* Challenges:
A. Answer these questions from the article on market uncertainty for Canadian farmers, one answer per line:
(i) What two positions does Jean-Philippe Gervais hold at Farm Credit Canada?
(ii) To which group did Gervais give a talk last February?
(iii) What does the article call the worst-case scenario for Canada?
B. Print the passage of the article on market uncertainty for Canadian farmers from "Trade war entrenchments" up to and including "Credit Canada (FCC).".
C. Write the next part of the article on market uncertainty for Canadian farmers, beginning right after its final sentence.

━━━ Source

Many analysts predicted market uncertainty for 2019 and so far, those predictions have come true.
With trade wars, mixed-result political dealings, and an overall unstable global economy, the situation for Canadian farmers continues to be concerning – though not inherently dire.
Why it matters: Uncertainty about markets, politics and the global economy are causing anxiety for many in Canada’s farm sector. Careful business planning is critical in such environments.
Trade war entrenchments
“We expected a volatile 2019 and we got one,” says Jean-Philippe Gervais, vice-president and chief agricultural economist for Farm Credit Canada (FCC).
Gervais, in delivering a talk to Ontario vegetable growers last February, said uncertainties regarding trade south of the border were a significant barrier to making confident predictions for 2019. This continues to be a problem, and one exacerbated by ongoing, and in some cases seemingly deepening, trade wars.
This most notably relates to disputes between the United States and China, as well as Canada and China. As these disputes continue, says Gervais, uncertainty regarding the overall global economy heightens.
“There were trade tensions that we knew were going to happen … what we didn’t expect perhaps is the impact on the global economy. We knew it was going to have an impact, but maybe not as fast,” he says. “The belief is if this continues to the end of the year it’s going to have a negative impact.”
Gervais says a general economic downturn globally could affect demand for Canadian products.
“The things I’m going to be looking at is the state of the economy worldwide…. Demand needs to be very strong to absorb a strong North American supply,” he says.
Some progress has been made, however. Gervais says trade relations with the U.S. are better compared to early 2019, and a new North American trade deal has been hammered out, although legislative approval is still needed. The worst-case scenario for Canada would involve going back to the state of having no North American trade deal, which would cause greater uncertainty.

━━━━━━
━━━ Listed entries

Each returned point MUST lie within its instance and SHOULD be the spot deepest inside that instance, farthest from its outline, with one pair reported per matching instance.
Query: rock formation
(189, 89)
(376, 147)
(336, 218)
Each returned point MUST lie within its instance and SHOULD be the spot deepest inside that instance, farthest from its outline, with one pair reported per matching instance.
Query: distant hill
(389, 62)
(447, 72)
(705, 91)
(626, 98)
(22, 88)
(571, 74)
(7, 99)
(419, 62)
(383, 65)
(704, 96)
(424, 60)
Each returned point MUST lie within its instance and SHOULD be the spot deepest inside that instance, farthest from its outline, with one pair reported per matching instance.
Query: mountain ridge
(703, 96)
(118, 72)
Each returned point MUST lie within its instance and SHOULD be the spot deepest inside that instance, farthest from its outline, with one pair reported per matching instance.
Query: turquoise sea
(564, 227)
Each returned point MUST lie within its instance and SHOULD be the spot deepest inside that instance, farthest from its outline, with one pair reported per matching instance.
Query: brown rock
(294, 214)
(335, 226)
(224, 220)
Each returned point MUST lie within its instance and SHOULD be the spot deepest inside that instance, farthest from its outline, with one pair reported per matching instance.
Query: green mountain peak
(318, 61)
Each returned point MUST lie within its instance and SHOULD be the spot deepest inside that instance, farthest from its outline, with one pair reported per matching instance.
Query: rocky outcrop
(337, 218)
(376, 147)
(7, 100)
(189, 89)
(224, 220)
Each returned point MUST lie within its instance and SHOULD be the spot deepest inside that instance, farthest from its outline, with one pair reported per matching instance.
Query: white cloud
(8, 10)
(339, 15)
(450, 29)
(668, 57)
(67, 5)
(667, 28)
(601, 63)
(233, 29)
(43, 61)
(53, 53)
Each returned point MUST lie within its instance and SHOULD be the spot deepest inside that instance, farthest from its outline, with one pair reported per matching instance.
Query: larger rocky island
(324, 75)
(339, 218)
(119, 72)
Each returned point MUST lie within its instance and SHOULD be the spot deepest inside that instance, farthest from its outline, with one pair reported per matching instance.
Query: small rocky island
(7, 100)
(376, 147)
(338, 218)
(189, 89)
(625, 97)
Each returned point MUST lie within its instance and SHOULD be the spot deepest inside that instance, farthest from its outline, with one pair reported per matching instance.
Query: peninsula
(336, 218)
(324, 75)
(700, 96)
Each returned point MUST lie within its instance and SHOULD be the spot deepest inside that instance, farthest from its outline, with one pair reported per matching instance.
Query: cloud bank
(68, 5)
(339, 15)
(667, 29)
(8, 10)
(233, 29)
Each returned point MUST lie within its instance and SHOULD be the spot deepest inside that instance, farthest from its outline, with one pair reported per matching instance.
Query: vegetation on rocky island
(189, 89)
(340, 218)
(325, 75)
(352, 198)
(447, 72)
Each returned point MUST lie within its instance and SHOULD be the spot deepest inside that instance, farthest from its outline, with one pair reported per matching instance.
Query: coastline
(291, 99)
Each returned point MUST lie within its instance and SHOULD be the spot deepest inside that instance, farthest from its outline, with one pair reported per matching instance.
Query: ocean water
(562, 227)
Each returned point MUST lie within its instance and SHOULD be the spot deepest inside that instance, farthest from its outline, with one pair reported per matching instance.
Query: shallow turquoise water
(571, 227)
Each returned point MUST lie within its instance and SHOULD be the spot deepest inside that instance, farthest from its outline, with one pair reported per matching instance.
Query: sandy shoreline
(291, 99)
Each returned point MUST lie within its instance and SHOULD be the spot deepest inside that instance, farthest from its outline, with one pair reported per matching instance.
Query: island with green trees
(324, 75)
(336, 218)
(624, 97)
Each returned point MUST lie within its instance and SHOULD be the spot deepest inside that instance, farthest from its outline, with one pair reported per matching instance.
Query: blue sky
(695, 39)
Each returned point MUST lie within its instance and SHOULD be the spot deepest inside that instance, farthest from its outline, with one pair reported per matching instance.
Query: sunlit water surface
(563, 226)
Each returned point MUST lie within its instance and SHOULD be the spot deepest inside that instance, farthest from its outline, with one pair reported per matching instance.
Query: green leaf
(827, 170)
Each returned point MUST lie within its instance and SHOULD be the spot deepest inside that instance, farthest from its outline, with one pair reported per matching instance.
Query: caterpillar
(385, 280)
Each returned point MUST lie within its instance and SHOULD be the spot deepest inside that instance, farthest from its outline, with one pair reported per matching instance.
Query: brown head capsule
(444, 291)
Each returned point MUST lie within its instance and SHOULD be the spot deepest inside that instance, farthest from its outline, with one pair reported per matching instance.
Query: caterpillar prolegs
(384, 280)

━━━━━━

* Answers to each task:
A.
(i) Vice-president and chief agricultural economist.
(ii) Ontario vegetable growers.
(iii) Going back to having no North American trade deal.

B.
Trade war entrenchments
“We expected a volatile 2019 and we got one,” says Jean-Philippe Gervais, vice-president and chief agricultural economist for Farm Credit Canada (FCC).

C.
China seeing red
Market access issues between Canada and China are causing significant issues as well. Some of them were not anticipated earlier in the year.
The hollowing-out of China’s domestic pork supply due to African swine fever (ASF), once thought of as a significant opportunity for Canadian hog farmers, has not come to fruition. Indeed, China has shut Canadian producers out completely, turning the previously anticipated windfall to a commercial impossibility. A steep increase in American pork production also prevented prices from stabilizing at loftier levels.
“We’ve seen the production in the U.S. really take off … more than what we expected,” says Gervais. “We’re stuck in an environment where one or two key markets are shut down.”
Eric Schwindt, an Elmira-area farmer and chair of Ontario Pork, says producers in the province are making some sales, though less than what was hoped for.
He also reiterates how demand for Canadian swine was expected to grow by the month because of China’s ASF crisis. This half came true — he says the Chinese herd is down by at least one-third compared to the previous year — though not in a way that benefits Canadian hog farmers.
“The half that didn’t come true is they haven’t taken Canadian pork and North American pork in general,” says Schwindt. “It hasn’t met our expectations.”
With China also sealing itself from all Canadian pork and beef imports because of issues with forged health certificates, he says per-head profitability has continued to decline by $20 to $30 per carcass.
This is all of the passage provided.